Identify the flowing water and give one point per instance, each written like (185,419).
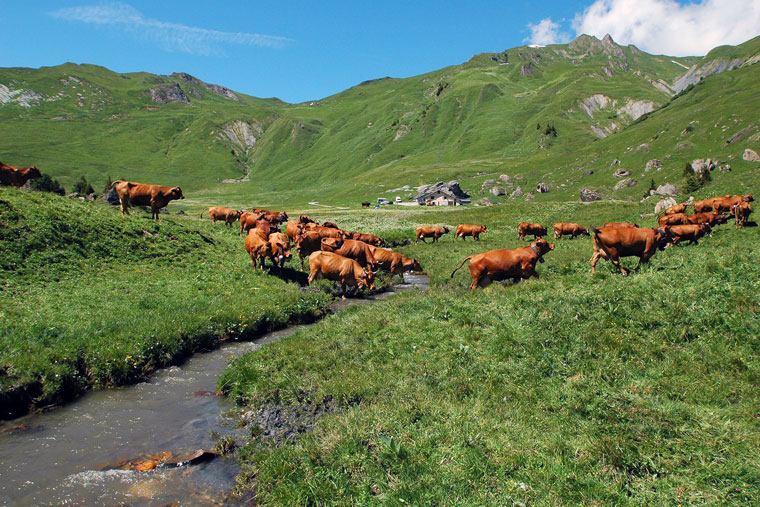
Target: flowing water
(72,455)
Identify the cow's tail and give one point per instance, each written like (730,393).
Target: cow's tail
(465,260)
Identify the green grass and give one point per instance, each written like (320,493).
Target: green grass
(569,389)
(89,298)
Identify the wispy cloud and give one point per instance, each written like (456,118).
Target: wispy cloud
(170,36)
(669,27)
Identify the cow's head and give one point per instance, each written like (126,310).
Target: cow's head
(366,280)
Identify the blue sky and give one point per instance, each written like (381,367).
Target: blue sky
(299,51)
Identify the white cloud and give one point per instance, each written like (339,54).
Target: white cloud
(544,32)
(171,36)
(667,27)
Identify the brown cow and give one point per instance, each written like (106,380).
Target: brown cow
(13,176)
(340,269)
(621,225)
(676,208)
(475,231)
(356,250)
(568,229)
(675,219)
(258,247)
(370,239)
(516,264)
(279,245)
(248,221)
(741,212)
(612,243)
(307,243)
(707,218)
(394,261)
(430,232)
(537,230)
(141,194)
(690,233)
(221,213)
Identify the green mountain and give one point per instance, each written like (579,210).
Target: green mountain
(566,115)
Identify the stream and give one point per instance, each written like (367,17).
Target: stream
(75,454)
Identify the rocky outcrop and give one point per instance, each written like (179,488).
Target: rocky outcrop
(588,195)
(653,164)
(165,94)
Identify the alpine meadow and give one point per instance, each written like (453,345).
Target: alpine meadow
(563,388)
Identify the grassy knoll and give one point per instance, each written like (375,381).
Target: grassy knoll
(91,298)
(570,389)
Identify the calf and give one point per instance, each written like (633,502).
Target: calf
(221,213)
(13,176)
(741,212)
(613,243)
(356,250)
(279,245)
(340,269)
(516,264)
(572,230)
(141,194)
(690,233)
(537,230)
(258,247)
(472,230)
(394,261)
(430,232)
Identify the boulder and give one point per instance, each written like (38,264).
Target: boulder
(751,155)
(588,195)
(663,204)
(653,164)
(666,189)
(628,182)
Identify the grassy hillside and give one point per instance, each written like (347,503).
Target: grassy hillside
(485,117)
(569,389)
(89,298)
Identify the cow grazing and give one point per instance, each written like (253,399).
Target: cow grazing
(394,262)
(497,265)
(12,176)
(340,269)
(612,243)
(307,243)
(141,194)
(741,212)
(621,225)
(370,239)
(675,219)
(676,208)
(568,229)
(258,247)
(690,233)
(228,215)
(707,218)
(537,230)
(475,231)
(430,232)
(356,250)
(279,245)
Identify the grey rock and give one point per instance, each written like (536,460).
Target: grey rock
(588,195)
(751,155)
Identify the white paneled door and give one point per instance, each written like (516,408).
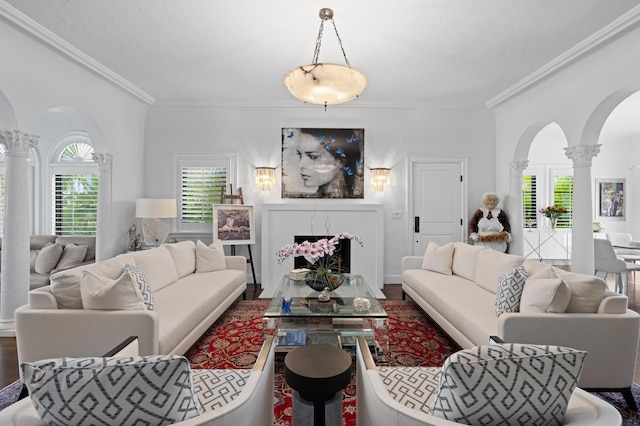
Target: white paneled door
(437,204)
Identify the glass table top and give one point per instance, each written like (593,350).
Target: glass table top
(305,301)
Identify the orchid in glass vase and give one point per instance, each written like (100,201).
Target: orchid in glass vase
(553,213)
(320,255)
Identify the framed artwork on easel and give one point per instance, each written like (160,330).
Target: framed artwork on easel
(610,199)
(233,224)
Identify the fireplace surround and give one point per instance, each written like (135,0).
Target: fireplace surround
(282,221)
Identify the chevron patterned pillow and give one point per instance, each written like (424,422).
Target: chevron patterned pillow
(508,384)
(155,390)
(509,292)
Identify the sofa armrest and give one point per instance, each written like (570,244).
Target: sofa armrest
(236,262)
(611,341)
(412,262)
(613,303)
(53,333)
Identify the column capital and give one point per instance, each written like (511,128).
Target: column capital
(581,155)
(17,143)
(103,160)
(517,167)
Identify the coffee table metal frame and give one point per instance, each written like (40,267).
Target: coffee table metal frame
(336,317)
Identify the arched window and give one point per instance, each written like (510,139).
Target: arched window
(74,189)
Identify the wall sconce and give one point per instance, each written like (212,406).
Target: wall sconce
(265,177)
(379,178)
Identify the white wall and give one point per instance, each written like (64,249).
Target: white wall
(35,78)
(391,135)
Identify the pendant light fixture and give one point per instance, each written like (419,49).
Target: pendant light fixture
(325,83)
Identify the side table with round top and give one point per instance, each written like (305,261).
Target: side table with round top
(317,373)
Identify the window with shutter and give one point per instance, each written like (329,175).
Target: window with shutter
(201,181)
(529,201)
(563,196)
(74,191)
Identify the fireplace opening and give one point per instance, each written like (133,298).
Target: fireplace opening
(341,256)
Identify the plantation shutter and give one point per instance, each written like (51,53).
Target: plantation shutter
(75,201)
(529,200)
(200,187)
(563,196)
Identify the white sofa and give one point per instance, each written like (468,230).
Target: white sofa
(461,298)
(252,405)
(55,322)
(376,405)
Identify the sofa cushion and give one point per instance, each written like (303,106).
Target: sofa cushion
(491,265)
(438,258)
(209,258)
(72,256)
(65,285)
(157,265)
(143,285)
(508,384)
(112,391)
(465,259)
(413,387)
(510,287)
(48,258)
(587,291)
(106,294)
(545,295)
(184,257)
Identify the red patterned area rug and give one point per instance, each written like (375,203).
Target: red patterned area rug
(235,340)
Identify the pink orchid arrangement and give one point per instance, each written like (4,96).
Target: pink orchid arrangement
(314,251)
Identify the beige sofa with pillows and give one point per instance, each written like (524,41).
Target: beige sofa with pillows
(167,297)
(50,253)
(474,292)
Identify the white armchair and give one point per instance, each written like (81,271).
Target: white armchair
(253,404)
(605,260)
(376,405)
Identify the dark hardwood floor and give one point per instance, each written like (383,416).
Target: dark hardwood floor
(9,356)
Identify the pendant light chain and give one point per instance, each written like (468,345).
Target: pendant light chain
(316,52)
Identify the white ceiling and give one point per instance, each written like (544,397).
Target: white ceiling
(444,53)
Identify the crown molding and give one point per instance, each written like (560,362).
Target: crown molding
(32,27)
(585,46)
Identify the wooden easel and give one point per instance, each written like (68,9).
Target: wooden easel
(237,199)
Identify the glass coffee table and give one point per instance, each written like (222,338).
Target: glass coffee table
(337,321)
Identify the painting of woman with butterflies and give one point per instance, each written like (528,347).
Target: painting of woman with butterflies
(322,163)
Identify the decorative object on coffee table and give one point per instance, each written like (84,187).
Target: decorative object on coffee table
(324,269)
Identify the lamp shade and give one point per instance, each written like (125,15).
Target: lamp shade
(325,83)
(156,208)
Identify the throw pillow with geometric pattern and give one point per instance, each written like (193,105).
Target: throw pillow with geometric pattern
(217,388)
(413,387)
(509,292)
(145,289)
(154,390)
(508,384)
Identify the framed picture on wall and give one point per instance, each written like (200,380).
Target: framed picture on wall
(610,199)
(322,163)
(233,224)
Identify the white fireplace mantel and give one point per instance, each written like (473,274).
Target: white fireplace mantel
(280,222)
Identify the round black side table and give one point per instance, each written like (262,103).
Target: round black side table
(317,372)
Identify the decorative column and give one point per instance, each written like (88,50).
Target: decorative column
(14,282)
(515,207)
(103,227)
(582,232)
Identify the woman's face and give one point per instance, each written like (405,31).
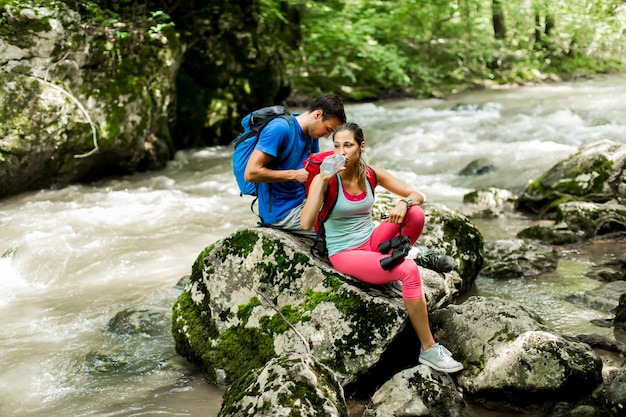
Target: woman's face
(346,145)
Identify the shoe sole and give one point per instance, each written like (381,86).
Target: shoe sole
(448,371)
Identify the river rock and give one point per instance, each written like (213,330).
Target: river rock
(620,313)
(515,258)
(511,356)
(80,98)
(288,385)
(225,319)
(488,203)
(595,174)
(615,392)
(418,391)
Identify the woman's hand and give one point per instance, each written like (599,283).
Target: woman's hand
(398,212)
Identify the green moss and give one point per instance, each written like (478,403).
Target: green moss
(282,268)
(245,311)
(599,170)
(239,244)
(243,386)
(240,350)
(192,329)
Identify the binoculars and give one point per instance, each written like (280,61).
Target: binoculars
(400,245)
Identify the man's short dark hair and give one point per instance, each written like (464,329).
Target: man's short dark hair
(331,105)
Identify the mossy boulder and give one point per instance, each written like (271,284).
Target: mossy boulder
(620,313)
(417,391)
(81,96)
(288,385)
(226,321)
(510,355)
(595,174)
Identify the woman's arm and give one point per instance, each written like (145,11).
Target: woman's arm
(314,201)
(410,195)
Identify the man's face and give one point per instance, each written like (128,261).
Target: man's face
(324,128)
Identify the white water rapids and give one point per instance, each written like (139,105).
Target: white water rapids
(70,259)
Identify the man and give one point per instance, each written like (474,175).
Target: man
(277,162)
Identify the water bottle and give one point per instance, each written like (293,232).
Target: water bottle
(332,164)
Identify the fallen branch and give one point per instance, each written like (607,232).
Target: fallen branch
(82,109)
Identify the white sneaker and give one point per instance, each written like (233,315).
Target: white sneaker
(396,287)
(439,358)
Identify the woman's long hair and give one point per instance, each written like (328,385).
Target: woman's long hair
(357,134)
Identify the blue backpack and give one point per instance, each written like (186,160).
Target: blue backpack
(245,143)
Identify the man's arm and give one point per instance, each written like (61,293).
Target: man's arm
(257,171)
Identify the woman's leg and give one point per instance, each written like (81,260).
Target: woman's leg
(418,314)
(364,264)
(412,226)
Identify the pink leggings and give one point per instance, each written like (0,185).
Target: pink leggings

— Requirement —
What is the number of lines in the records that hold the word "leggings"? Answer with that number only.

— Your solution —
2